──────── Record list ────────

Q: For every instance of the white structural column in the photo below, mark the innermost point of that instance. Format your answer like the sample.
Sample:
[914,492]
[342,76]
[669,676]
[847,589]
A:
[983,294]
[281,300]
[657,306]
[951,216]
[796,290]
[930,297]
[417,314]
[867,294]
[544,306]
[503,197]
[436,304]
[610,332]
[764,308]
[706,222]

────────

--- The task ---
Can you copy every one of the lines above word for word, with no changes?

--- Result of this task ---
Q: For every instance of the white structural column in the photo below, mark the innermost point of that instance. Format your answer like the sample.
Sample:
[914,492]
[342,76]
[669,676]
[847,589]
A:
[983,294]
[281,300]
[657,306]
[951,216]
[796,290]
[930,297]
[417,314]
[867,294]
[544,306]
[503,197]
[436,304]
[610,332]
[764,308]
[706,222]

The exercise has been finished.